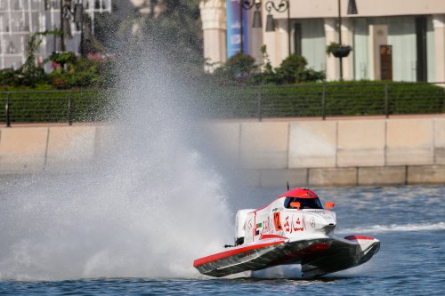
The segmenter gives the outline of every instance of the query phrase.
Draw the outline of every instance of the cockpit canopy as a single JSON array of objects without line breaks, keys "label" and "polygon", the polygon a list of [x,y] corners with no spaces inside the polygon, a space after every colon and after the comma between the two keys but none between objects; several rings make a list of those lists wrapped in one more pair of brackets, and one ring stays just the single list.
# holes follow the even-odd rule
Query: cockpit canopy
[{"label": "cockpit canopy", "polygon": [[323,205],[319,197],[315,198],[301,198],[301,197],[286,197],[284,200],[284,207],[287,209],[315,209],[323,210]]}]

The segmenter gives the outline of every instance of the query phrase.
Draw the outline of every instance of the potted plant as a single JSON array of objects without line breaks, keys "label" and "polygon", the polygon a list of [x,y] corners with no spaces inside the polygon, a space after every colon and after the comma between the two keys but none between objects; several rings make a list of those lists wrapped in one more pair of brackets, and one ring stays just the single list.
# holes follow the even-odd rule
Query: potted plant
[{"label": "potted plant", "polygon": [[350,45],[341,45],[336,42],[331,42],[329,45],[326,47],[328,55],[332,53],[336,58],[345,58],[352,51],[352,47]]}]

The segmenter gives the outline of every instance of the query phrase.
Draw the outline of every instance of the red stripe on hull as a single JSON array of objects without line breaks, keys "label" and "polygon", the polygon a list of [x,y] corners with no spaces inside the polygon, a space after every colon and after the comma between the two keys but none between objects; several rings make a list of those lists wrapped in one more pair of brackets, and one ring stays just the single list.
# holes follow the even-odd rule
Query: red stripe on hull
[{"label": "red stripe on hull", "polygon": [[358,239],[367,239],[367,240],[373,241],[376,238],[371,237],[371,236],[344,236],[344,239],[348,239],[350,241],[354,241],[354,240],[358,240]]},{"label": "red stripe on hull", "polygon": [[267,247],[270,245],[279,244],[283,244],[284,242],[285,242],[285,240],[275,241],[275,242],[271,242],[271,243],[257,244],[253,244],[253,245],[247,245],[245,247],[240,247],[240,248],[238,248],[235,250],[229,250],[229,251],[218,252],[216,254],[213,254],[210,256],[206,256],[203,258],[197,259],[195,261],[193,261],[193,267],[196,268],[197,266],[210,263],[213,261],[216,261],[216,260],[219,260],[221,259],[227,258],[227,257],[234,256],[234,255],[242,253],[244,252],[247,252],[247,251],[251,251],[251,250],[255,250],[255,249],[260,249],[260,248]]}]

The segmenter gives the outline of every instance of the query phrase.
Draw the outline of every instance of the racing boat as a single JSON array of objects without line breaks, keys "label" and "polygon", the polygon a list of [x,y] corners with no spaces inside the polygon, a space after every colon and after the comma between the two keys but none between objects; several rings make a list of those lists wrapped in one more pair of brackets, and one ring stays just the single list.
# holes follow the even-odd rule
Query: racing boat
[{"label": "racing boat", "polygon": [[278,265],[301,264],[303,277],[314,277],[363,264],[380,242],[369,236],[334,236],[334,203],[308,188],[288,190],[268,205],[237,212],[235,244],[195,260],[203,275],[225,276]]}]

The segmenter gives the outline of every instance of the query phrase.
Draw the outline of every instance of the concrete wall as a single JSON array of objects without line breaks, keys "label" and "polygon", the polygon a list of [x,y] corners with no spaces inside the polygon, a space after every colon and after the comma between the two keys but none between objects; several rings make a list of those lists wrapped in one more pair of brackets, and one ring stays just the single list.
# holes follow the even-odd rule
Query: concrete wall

++++

Exercise instructions
Reproduce the whole listing above word for word, but not its pictures.

Written response
The segmenter gives the outline of every instance of the query phrase.
Draw the outline of every instance of the cockpit canopy as a single JSON array of objects without line breaks, keys "label" and "polygon", the polygon a list of [x,y] corners with no spaces inside the polygon, a space after every colon and after the comma between the two keys but none between objects; several rings make a list of those lists wrapped in one more pair of brackets, and one ring stays just the single list.
# holes follow the even-odd rule
Query: cockpit canopy
[{"label": "cockpit canopy", "polygon": [[323,205],[319,197],[315,198],[301,198],[301,197],[286,197],[284,200],[284,207],[287,209],[315,209],[323,210]]}]

The segmenter gives the outline of every instance of the query phrase.
Draw the outline of every instance of the potted plant as a single JSON array of objects without line breaks, keys "label" and "polygon", the polygon a list of [x,y] corners with no spaces inside the polygon, a space after every colon and after the comma between the two keys but none between objects; several rings make a list of those lists wrapped in one more pair of brackets, and one ring stays just the single list.
# holes follow the even-odd rule
Query: potted plant
[{"label": "potted plant", "polygon": [[350,45],[341,45],[336,42],[331,42],[329,45],[326,47],[328,55],[332,53],[336,58],[345,58],[352,51],[352,47]]}]

The segmenter gives the outline of every instance of the query phrase.
Draw the outline of every instance of the red stripe on hull as a single JSON array of objects without line breaks, keys "label" and "polygon", the polygon a list of [x,y] corners with no spaces inside the polygon, a space after every colon and after the comma between the two keys but none between objects; several rings make a list of those lists wrapped in one more pair of brackets, and one ring stays just the single list.
# holes follow the even-odd rule
Query: red stripe on hull
[{"label": "red stripe on hull", "polygon": [[358,239],[367,239],[367,240],[373,241],[376,238],[371,237],[371,236],[344,236],[344,239],[348,239],[350,241],[354,241],[354,240],[358,240]]},{"label": "red stripe on hull", "polygon": [[267,247],[270,245],[279,244],[283,244],[284,242],[285,242],[285,240],[275,241],[275,242],[271,242],[271,243],[257,244],[253,244],[253,245],[247,245],[245,247],[240,247],[240,248],[238,248],[235,250],[229,250],[229,251],[218,252],[216,254],[213,254],[210,256],[206,256],[203,258],[197,259],[195,261],[193,261],[193,267],[196,268],[197,266],[210,263],[213,261],[216,261],[216,260],[219,260],[221,259],[227,258],[227,257],[234,256],[234,255],[242,253],[244,252],[247,252],[247,251],[251,251],[251,250],[255,250],[255,249],[260,249],[260,248]]}]

The segmenter gives the outline of every instance of the query phrase.
Draw the outline of every instance of the racing boat as a single JSON array of objects without line breaks, keys "label" and "polygon", the polygon a list of [x,y] corners with no spaces inside the polygon, a space after every colon and after the comma between the two keys but none between objects; several rings make a list of those lists wrapped in one more pair of brackets, and one ring stays just the single list.
# holes follow the even-odd rule
Query: racing boat
[{"label": "racing boat", "polygon": [[278,265],[301,264],[303,277],[314,277],[363,264],[380,242],[369,236],[334,236],[334,203],[308,188],[288,190],[268,205],[237,212],[235,244],[195,260],[203,275],[225,276]]}]

The segmenter gives the outline of every instance of the query phrase.
Draw the outline of every instance of the concrete wall as a single JSON array of objects without line breaks, keys "label" and "polygon", the polygon a list of [x,y] corners with no spaces inside the polygon, a space after every colon and after the comma between the two keys but none between objects; several rings make a list of those lists wrapped in one more pair of brackets, and one ring stays just the single list.
# holes follow the even-odd rule
Query: concrete wall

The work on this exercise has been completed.